--- What is required ---
Update the listing below by replacing every "put a marker on" with "place a point on" and keeping everything else the same. Leave the pictures out of your answer.

--- Data listing ---
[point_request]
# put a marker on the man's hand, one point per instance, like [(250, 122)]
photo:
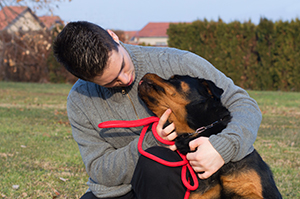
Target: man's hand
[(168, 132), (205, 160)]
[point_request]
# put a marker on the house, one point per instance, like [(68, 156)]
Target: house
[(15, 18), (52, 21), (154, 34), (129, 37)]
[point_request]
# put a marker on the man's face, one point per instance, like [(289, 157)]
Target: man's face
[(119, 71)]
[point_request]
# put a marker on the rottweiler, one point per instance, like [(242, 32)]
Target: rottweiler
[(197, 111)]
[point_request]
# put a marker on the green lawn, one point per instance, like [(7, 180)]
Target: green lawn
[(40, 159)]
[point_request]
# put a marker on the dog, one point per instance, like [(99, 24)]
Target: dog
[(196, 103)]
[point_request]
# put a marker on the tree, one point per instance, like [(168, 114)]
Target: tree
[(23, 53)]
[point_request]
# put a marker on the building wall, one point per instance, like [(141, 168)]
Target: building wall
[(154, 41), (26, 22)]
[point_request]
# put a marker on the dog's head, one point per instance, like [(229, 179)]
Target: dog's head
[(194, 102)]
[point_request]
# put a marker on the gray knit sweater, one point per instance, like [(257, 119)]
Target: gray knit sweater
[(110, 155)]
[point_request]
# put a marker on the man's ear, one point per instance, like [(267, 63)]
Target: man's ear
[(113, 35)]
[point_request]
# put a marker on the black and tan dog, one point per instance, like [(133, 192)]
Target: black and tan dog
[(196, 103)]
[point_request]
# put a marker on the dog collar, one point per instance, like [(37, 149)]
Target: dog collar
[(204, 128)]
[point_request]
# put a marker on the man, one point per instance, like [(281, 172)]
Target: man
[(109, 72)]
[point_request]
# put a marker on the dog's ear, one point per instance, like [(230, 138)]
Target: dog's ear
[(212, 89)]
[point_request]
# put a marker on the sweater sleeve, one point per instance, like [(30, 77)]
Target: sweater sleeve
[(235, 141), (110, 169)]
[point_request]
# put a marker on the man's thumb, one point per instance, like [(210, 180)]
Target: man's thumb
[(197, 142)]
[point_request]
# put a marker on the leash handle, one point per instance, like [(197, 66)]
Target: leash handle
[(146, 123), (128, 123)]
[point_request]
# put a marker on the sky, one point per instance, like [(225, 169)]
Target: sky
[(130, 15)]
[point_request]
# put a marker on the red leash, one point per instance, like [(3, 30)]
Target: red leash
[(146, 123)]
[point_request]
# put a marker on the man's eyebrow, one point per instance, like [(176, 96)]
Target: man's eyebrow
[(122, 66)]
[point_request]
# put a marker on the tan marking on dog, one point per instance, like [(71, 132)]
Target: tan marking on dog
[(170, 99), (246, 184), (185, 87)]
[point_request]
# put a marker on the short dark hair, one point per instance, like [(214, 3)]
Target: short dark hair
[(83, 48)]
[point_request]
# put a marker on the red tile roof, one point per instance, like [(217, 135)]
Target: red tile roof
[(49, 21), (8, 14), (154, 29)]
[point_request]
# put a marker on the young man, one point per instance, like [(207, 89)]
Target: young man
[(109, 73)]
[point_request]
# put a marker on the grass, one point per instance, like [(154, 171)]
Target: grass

--- Expected answer ---
[point_request]
# place a point on the man's hand, one point per instance, like [(250, 122)]
photo:
Target: man's hand
[(168, 132), (205, 160)]
[point_request]
# place a point on the house, one point per instance, like [(68, 156)]
Target: house
[(15, 18), (52, 21), (154, 34), (129, 37)]
[point_request]
# place a point on the man's face, one point per instance, like [(289, 157)]
Target: man's face
[(119, 71)]
[point_request]
# place a point on the rottweiler, one point per instance, like [(242, 32)]
Target: rottweiler
[(197, 111)]
[point_request]
# place a point on the green lawn, one point per instance, like [(7, 180)]
Target: green lawn
[(40, 159)]
[point_request]
# place a point on the dog, one point per instance, like [(99, 24)]
Target: dog
[(196, 103)]
[point_request]
# place a point on the tree, one point per instance, like [(168, 114)]
Target: tree
[(23, 53)]
[point_request]
# place a point on the building wall, one point per instance, like [(141, 168)]
Target: building wall
[(154, 41), (26, 22)]
[point_request]
# place a point on the dog's head, one point per instance, like [(229, 179)]
Target: dog's head
[(194, 102)]
[point_request]
# place a point on the gray knit sweater, one point per instance, like [(257, 119)]
Target: gray knit sweater
[(110, 155)]
[point_request]
# place a point on the man's ear, one point per instance, like [(267, 63)]
Target: man's ear
[(113, 35)]
[point_request]
# place a point on the black and tan dog, one point per instance, like [(133, 192)]
Target: black and tan dog
[(196, 103)]
[point_request]
# place a point on the dog collar, one point per instance, like [(37, 149)]
Target: dog collar
[(204, 128)]
[point_request]
# place a point on the man, one point per instance, like [(281, 172)]
Target: man
[(109, 72)]
[point_request]
# place a point on the dog's ear, one point per instance, like [(230, 138)]
Target: dog's ear
[(212, 89)]
[point_request]
# place a point on the sweater sleeve, one point per instance, like [(30, 77)]
Target: sweater sleeve
[(235, 141), (110, 169)]
[point_request]
# place a point on the man's thumb, one point per instance, like [(210, 180)]
Target: man's thumb
[(197, 142)]
[point_request]
# place a point on the leash handle, one point per instance, like [(197, 66)]
Target: leash handle
[(146, 123), (128, 123)]
[point_request]
# place a point on the sky, one point per instance, like [(225, 169)]
Target: sky
[(130, 15)]
[point_request]
# place a point on the red leash, one point per instance, like [(3, 30)]
Target: red leash
[(146, 123)]
[point_request]
# place a point on the man's eyebrow, one point per instance, like [(176, 96)]
Target: man's eyebrow
[(122, 66)]
[point_request]
# place a point on the tan marking on dog, one point per instance, like [(71, 132)]
Target: tan marking on dog
[(170, 99), (246, 184), (185, 87)]
[point_request]
# place a point on the short dark hair, one point per instance, like [(214, 3)]
Target: short dark hair
[(83, 48)]
[point_request]
# place a point on the red tile roof, one point per instance, like [(217, 135)]
Target: red tile roof
[(49, 21), (8, 14), (154, 29)]
[point_request]
# place a point on the young man, one point per instance, like [(207, 89)]
Target: young man
[(109, 73)]
[point_request]
# place a point on the grass, one point per instance, like [(154, 171)]
Target: grass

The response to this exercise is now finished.